Texto apresentado:

•••••

O problema central com que nos deparamos nestes casos é precisamente o da falta de consentimento do visado para a utilização das gravações e fotografias no processo, uma vez que a captação se reporta à prática de um facto com relevo jurídico-criminal e a sua reprodução no processo tem por objectivo fazer prova dos factos imputados ao arguido (fotografado ou gravado no momento da prática delitiva). Deste modo, consentir na referida reprodução significaria aceitar a utilização de meios de prova que lhe seriam desfavoráveis, hipótese que nos parece manifestamente inverosímil.

No entanto, socorrendo-nos das considerações «vitimodogmáticas» na interpretação das normas jurídico-criminais, vale dizer, na operação de delimitação do respectivo «conteúdo de imputação», cremos que aqueles casos em que o arguido haja sido captado no momento da prática de um ilícito criminal estarão arredados do seu âmbito de previsão.

Recorrendo aos requisitos que deixámos expostos no ponto anterior, temos que «vítima» será aquele cujas palavras ou imagem são captadas por meio técnico, com vista à posterior reprodução em sede probatória (= «vítima» de um potencial ilícito de gravações ou fotografias ilícitas, embora possam assumir relevo outros tipos legais de crime). Trata-se, ora, de averiguar se se pode considerar ter este ilícito (prima facie) sido «precipitado» pela sua «vítima» (= simultaneamente, arguido no processo penal em que a questão se discute). E deixámos escrito que a «precipitação» do ilícito em relação ao qual o arguido é considerado «vítima» apenas assumirá relevo quando com a sua conduta haja violado uma norma jurídico-penal, portanto, esteja em causa a prática de um ilícito-típico.

•••••

Exercício proposto 1: Diga se cada afirmação concorda com o texto apresentado e justifique com as palavras decisivas do texto, citadas sem alterações: (a) o texto considera plausível que o arguido consinta na reprodução das gravações e fotografias; (b) no texto, «vítima» é aquele cujas palavras ou imagem são captadas por meio técnico para posterior reprodução em sede probatória; (c) a «precipitação» do ilícito tem relevo seja qual for a conduta do arguido.
Exercício proposto 2: Segundo o texto apresentado, por que razão é improvável que o arguido consinta na reprodução das gravações e fotografias no processo? Responda em uma a três frases.
Exercício proposto 3: Reproduza o trecho do texto apresentado que vai de "O problema central" até "parece manifestamente inverosímil.".

•••••

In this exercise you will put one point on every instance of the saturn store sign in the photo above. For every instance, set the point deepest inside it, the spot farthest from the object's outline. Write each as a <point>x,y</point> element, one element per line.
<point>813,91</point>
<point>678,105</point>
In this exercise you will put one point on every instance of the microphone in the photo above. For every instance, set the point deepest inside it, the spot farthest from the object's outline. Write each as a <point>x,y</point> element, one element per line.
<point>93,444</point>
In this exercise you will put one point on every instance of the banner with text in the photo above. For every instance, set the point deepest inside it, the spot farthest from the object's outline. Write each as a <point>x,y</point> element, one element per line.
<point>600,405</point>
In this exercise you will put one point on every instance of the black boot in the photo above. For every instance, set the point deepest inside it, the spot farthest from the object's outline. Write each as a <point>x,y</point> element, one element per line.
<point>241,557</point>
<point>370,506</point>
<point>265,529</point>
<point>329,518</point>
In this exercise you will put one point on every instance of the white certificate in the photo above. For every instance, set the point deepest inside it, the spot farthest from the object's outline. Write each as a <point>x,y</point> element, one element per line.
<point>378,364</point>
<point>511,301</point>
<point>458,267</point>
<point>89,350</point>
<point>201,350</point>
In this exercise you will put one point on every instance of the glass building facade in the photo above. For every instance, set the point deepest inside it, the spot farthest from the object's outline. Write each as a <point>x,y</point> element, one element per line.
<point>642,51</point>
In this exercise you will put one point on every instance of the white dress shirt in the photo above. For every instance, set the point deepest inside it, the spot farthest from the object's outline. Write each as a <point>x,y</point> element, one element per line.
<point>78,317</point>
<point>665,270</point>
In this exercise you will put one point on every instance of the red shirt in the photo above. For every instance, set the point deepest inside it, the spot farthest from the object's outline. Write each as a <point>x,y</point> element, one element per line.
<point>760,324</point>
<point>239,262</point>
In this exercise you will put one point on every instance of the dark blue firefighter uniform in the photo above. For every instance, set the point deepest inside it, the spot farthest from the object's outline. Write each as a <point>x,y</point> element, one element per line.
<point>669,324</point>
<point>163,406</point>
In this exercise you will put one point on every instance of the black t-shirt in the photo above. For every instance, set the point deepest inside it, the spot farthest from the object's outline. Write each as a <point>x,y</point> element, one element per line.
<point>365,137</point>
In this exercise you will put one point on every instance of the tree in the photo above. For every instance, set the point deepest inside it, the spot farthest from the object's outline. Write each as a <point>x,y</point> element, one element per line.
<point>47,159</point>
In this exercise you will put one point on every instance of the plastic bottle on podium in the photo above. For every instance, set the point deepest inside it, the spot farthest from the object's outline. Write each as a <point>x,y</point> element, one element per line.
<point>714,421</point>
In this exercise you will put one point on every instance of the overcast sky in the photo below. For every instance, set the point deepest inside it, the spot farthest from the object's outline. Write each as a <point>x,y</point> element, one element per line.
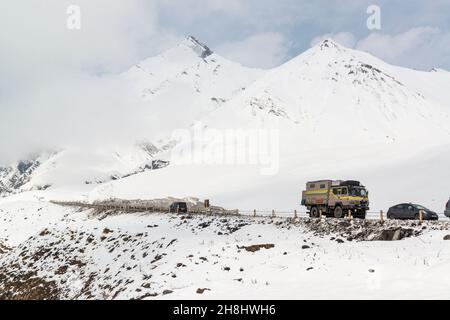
<point>52,79</point>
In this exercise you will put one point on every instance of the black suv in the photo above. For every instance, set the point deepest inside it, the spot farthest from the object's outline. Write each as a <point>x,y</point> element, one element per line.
<point>411,211</point>
<point>447,209</point>
<point>178,207</point>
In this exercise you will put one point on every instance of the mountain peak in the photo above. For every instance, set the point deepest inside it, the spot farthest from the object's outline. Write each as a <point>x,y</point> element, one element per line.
<point>328,44</point>
<point>199,48</point>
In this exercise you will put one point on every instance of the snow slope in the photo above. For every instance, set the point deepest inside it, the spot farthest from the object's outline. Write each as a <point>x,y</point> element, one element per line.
<point>158,256</point>
<point>338,113</point>
<point>188,81</point>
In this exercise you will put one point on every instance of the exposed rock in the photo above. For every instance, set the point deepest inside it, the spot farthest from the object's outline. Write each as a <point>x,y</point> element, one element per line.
<point>257,247</point>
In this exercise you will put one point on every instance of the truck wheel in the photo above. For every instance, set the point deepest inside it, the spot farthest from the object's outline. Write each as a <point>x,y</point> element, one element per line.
<point>338,212</point>
<point>315,212</point>
<point>362,215</point>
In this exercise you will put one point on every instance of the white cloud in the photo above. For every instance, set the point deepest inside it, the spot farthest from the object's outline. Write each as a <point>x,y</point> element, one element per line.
<point>263,50</point>
<point>421,47</point>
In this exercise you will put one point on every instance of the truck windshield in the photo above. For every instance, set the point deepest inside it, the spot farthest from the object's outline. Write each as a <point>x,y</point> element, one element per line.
<point>358,192</point>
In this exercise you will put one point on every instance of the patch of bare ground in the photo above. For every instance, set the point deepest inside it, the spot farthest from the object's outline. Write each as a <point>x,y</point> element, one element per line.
<point>257,247</point>
<point>27,286</point>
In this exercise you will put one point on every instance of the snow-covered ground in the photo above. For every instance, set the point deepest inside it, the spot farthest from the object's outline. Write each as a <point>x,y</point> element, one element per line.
<point>73,254</point>
<point>330,113</point>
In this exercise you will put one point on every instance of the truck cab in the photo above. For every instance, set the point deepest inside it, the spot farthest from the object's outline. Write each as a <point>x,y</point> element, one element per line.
<point>336,198</point>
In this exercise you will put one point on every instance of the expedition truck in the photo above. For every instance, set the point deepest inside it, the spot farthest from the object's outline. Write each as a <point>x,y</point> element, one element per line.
<point>336,198</point>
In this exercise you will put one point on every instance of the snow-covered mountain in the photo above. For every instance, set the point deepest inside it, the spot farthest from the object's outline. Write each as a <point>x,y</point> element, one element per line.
<point>188,81</point>
<point>336,113</point>
<point>330,92</point>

•••••

Resolução comentada 1:
(a) Não: "hipótese que nos parece manifestamente inverosímil".
(b) Sim: "«vítima» será aquele cujas palavras ou imagem são captadas por meio técnico, com vista à posterior reprodução em sede probatória".
(c) Não: "apenas assumirá relevo quando com a sua conduta haja violado uma norma jurídico-penal".

Resolução comentada 2: A captação refere-se à prática de um facto com relevo jurídico-criminal, e a reprodução no processo serve para provar os factos imputados ao arguido. Consentir nela significaria, por isso, aceitar meios de prova que lhe seriam desfavoráveis.

Resolução comentada 3:
O problema central com que nos deparamos nestes casos é precisamente o da falta de consentimento do visado para a utilização das gravações e fotografias no processo, uma vez que a captação se reporta à prática de um facto com relevo jurídico-criminal e a sua reprodução no processo tem por objectivo fazer prova dos factos imputados ao arguido (fotografado ou gravado no momento da prática delitiva). Deste modo, consentir na referida reprodução significaria aceitar a utilização de meios de prova que lhe seriam desfavoráveis, hipótese que nos parece manifestamente inverosímil.